## TASK STATEMENT
Swap "marker" for "pin" throughout the records and reproduce them with everything else left as it is.

Excerpts from point annotation data:
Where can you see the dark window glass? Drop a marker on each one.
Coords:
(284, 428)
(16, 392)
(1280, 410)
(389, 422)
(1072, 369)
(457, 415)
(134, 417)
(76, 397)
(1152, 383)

## TASK OUTPUT
Where can you see the dark window glass? Drop a pin on each one.
Coords:
(284, 428)
(16, 392)
(1280, 410)
(389, 422)
(1072, 369)
(457, 415)
(134, 417)
(76, 397)
(1152, 383)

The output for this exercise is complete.